» Exercise passage
# 1971 Judge Hood Scoop Insert Color



## autobodychris (Dec 29, 2015)

Hey everybody,

My name is Chris and I work at restoration shop. We recently got in a White 1971 GTO Judge that another body shop had painted and then stopped, so now I'm trying to get it put back together correctly. My question is the color of the inserts for the hood scoops. They came painted body color (white) but I've noticed while researching how other parts of the body are out together, that most of the pictures of other judges have black inserts. I was able to look at another guys Judge in person (which was also white) and it also had satin black hood inserts. Almost everything tells me that they should be satin black rather than body color, except for one guy that says they should be body color. Can of you guys shed some light on this for me? Thanks a bunch!

» Available data
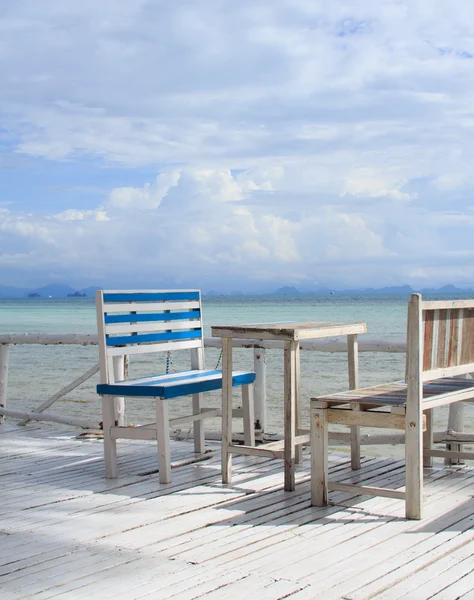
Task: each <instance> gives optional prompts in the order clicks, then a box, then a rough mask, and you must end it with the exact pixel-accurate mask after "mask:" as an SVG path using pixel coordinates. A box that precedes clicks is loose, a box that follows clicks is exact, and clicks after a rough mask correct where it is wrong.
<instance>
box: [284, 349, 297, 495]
mask: <svg viewBox="0 0 474 600" xmlns="http://www.w3.org/2000/svg"><path fill="white" fill-rule="evenodd" d="M298 346H299V343H298V342H293V341H291V342H285V357H284V363H285V371H284V377H285V384H284V387H285V396H284V418H285V423H284V430H285V447H284V460H285V490H286V491H287V492H292V491H293V490H294V489H295V458H296V455H295V429H296V394H295V389H296V386H295V375H296V373H295V370H296V369H295V355H296V349H297V347H298Z"/></svg>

» Questions on the material
1: In the hood scoop forum post, what color were the inserts for the hood scoops when the car came in?
2: Please write the next part of the hood scoop forum thread, following on from its final line.

» Responses for each task
1: They were painted body color, which was white.

2:
----------



## Pinion head (Jan 3, 2015)

Owned a '71 lucerne blue Judge, did a to of research on its restoration. Hood scoops on '70 and 71 Judges should be mixed to 60% gloss black. 

Normal '71 and 72 GTO and T41 hood scoops were body color with a lesser than 60% gloss black in the vent areas. Many years after they were originally painted the black in exposed 71-72 hood scoops will appear to be flat black.


----------



## Rukee (Feb 8, 2007)

Welcome to the forums Chris! :cheers


----------



## autobodychris (Dec 29, 2015)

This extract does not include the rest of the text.